### The task
Look in the data below for the line that contains "Where can you find the oven". Copy that line and the remaining lines exactly.

Excerpts of pointing data
● ● ● ● ●

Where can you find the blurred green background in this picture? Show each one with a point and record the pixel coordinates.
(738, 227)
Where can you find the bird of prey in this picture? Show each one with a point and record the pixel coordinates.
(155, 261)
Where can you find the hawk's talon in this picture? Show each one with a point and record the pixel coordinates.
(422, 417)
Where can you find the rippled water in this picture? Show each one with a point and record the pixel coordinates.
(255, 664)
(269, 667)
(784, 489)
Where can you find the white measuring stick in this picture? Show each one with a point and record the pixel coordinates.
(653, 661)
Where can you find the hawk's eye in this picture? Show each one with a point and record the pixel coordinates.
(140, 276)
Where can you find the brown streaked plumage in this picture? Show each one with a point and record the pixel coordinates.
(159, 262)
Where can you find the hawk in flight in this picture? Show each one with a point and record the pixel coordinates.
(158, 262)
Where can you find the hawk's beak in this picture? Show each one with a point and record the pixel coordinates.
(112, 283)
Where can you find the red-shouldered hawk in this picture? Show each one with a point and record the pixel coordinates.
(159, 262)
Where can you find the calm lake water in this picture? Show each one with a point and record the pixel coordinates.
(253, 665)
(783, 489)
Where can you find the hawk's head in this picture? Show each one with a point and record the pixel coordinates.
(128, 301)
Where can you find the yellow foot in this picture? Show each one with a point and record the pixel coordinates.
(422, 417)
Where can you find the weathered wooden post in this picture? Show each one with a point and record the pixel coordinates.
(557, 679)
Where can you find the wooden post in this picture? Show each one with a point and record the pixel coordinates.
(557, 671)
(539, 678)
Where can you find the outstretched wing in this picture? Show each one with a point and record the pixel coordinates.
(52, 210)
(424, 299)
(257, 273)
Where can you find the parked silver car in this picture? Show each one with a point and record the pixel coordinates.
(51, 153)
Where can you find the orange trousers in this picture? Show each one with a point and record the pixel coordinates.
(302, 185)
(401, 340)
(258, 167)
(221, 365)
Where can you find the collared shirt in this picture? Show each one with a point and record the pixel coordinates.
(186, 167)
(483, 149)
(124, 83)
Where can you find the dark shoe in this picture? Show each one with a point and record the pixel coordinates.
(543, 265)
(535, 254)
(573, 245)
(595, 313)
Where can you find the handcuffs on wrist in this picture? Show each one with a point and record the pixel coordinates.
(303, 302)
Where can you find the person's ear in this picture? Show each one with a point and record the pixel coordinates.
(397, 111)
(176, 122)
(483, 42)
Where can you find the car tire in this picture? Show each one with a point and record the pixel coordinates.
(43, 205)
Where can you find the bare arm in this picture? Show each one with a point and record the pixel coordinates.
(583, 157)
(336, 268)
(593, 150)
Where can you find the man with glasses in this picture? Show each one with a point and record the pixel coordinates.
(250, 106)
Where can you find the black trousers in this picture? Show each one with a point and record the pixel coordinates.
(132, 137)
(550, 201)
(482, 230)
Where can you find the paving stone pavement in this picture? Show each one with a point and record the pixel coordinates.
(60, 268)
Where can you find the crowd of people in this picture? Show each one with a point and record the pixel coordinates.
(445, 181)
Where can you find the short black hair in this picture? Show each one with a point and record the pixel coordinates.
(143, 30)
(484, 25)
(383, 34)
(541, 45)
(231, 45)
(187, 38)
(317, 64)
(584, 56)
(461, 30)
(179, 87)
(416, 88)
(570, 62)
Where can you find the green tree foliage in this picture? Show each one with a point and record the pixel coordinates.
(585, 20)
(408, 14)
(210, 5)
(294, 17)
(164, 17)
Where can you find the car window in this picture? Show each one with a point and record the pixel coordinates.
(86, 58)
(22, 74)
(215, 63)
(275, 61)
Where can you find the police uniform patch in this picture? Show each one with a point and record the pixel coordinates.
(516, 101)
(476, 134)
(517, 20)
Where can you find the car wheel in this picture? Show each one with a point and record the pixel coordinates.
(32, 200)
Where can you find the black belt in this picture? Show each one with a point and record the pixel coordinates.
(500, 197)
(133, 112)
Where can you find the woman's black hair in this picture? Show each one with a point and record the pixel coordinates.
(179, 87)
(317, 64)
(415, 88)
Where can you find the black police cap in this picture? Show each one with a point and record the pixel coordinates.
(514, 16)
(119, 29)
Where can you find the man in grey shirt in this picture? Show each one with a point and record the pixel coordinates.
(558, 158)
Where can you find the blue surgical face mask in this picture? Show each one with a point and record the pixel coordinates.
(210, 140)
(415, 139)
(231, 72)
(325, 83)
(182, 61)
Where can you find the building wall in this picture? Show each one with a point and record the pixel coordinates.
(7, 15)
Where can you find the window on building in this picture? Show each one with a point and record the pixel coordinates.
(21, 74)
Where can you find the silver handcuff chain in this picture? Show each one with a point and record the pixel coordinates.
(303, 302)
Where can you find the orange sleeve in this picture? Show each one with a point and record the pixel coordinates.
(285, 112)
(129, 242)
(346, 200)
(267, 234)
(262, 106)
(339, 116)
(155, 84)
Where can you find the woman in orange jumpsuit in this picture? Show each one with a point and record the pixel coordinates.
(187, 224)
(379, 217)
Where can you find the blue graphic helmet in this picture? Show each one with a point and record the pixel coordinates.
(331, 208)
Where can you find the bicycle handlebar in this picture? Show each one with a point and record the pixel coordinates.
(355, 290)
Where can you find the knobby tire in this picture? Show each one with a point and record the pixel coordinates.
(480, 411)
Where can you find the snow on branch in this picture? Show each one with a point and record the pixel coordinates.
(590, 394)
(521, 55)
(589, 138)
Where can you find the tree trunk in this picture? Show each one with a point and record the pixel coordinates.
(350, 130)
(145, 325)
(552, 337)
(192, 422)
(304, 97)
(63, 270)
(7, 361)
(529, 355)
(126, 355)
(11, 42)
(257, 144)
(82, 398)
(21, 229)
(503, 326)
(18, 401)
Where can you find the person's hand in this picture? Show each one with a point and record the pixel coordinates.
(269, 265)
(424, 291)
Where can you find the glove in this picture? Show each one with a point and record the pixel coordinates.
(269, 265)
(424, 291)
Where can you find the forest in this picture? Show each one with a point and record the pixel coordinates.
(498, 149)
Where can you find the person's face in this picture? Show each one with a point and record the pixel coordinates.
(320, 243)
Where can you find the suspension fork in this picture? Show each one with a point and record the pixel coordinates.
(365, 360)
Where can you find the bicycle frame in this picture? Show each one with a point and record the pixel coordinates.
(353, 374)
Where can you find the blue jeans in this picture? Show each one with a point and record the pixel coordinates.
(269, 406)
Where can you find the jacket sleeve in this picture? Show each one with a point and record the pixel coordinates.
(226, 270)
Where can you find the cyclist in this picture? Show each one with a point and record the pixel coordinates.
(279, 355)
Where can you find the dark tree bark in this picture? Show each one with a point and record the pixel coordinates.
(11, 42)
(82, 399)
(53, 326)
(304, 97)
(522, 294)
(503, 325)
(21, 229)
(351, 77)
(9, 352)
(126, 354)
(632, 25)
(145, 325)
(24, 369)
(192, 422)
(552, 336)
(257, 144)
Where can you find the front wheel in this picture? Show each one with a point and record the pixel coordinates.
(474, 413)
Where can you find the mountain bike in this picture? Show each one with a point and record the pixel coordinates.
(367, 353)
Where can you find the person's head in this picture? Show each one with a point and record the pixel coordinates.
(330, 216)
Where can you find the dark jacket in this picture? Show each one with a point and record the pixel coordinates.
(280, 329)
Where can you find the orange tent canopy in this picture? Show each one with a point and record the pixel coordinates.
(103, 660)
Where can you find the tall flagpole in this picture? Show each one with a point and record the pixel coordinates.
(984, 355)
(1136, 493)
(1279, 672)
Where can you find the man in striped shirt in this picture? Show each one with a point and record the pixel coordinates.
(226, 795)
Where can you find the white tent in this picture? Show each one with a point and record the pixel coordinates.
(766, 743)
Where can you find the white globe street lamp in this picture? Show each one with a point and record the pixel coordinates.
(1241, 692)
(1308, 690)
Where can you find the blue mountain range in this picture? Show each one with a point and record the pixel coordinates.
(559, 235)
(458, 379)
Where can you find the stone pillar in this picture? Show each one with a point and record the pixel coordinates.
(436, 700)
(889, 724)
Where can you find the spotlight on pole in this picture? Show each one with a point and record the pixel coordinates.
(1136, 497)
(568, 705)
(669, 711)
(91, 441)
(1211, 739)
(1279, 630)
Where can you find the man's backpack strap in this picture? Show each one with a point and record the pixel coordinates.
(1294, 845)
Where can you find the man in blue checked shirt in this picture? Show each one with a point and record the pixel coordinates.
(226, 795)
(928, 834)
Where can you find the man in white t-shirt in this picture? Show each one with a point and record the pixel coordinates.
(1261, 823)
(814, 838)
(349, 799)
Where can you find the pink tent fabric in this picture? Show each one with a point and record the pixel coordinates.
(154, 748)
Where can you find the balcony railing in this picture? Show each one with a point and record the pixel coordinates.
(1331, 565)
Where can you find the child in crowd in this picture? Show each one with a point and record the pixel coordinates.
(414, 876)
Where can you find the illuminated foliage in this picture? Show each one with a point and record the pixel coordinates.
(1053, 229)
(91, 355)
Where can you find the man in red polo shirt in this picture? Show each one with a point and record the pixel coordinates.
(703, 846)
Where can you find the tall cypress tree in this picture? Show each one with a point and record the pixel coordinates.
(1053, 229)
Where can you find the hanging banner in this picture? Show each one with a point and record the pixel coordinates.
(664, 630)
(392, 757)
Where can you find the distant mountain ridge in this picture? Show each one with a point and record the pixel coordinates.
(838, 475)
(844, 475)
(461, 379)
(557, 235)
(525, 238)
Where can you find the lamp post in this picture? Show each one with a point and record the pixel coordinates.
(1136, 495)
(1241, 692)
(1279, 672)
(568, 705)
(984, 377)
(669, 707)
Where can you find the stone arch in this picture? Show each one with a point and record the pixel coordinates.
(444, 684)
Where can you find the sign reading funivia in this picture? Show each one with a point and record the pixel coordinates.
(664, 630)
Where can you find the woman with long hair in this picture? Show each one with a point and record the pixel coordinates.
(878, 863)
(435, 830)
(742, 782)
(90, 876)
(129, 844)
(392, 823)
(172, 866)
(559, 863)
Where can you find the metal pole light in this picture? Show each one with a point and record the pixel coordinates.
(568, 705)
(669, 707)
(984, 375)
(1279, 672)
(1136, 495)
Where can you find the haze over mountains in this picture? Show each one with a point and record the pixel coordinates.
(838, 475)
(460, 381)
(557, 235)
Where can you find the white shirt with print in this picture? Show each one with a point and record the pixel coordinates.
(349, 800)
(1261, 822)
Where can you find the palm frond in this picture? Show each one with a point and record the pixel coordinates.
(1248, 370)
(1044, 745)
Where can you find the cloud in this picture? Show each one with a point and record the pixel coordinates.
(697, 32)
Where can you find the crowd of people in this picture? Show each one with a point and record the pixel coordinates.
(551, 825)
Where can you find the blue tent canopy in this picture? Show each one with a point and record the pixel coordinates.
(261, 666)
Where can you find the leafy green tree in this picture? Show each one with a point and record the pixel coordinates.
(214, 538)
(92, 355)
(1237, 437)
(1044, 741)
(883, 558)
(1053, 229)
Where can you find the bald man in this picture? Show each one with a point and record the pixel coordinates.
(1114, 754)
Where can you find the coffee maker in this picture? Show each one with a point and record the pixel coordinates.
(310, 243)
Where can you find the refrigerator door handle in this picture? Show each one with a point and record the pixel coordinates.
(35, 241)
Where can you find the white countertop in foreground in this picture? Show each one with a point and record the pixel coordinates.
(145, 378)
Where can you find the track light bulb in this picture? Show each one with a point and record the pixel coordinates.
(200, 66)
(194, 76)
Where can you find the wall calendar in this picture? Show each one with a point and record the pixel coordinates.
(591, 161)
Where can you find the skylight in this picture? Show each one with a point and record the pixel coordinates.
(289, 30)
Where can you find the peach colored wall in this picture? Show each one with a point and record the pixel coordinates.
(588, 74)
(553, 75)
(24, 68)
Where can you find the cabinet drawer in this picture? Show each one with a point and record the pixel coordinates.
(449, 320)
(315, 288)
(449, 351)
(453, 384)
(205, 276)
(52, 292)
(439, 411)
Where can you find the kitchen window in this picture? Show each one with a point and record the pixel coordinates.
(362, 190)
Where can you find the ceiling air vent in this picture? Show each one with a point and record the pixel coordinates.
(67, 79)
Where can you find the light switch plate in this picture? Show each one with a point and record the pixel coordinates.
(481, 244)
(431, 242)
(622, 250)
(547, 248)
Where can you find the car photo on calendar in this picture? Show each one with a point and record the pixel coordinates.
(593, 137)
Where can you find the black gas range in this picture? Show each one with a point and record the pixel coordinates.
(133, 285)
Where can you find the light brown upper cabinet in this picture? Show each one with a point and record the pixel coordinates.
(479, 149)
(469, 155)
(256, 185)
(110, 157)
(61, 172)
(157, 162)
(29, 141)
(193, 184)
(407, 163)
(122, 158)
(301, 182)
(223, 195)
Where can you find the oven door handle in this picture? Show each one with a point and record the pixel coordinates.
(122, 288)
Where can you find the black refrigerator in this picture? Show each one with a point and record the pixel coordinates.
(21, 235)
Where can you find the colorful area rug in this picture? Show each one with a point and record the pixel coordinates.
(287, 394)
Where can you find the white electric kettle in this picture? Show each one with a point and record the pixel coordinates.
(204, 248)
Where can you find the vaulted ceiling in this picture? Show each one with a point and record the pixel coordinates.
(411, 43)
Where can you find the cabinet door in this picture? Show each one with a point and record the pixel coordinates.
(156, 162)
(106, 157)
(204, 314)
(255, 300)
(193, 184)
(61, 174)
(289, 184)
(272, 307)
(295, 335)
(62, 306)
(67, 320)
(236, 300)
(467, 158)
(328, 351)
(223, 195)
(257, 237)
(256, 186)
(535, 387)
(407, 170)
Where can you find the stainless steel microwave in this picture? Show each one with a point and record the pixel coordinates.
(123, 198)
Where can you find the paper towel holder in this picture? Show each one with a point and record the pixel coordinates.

● ● ● ● ●

### Result below
Where can you find the oven door handle in this picture? Show each one with a point and record the pixel coordinates.
(122, 288)
Where can you find the black refrigerator in this picture? Show each one with a point and record the pixel coordinates.
(21, 235)
Where can you find the colorful area rug in this picture? Show each one with a point and record the pixel coordinates.
(287, 394)
Where can you find the white electric kettle in this picture? Show each one with a point and record the pixel coordinates.
(204, 248)
Where can you find the vaulted ceiling in this picture? Show each one with a point and record the pixel coordinates.
(411, 43)
Where can you find the cabinet door in this picture? Show each one with a point and record the pixel coordinates.
(156, 162)
(106, 157)
(204, 314)
(255, 300)
(193, 184)
(61, 174)
(289, 184)
(272, 307)
(295, 335)
(62, 306)
(67, 320)
(236, 300)
(467, 158)
(328, 351)
(223, 195)
(257, 237)
(256, 186)
(535, 387)
(407, 170)
Where can you find the stainless steel microwave in this picture? Show each one with a point and record the pixel coordinates.
(123, 198)
Where can you find the paper towel holder in this picture? Show each one with a point and record the pixel coordinates.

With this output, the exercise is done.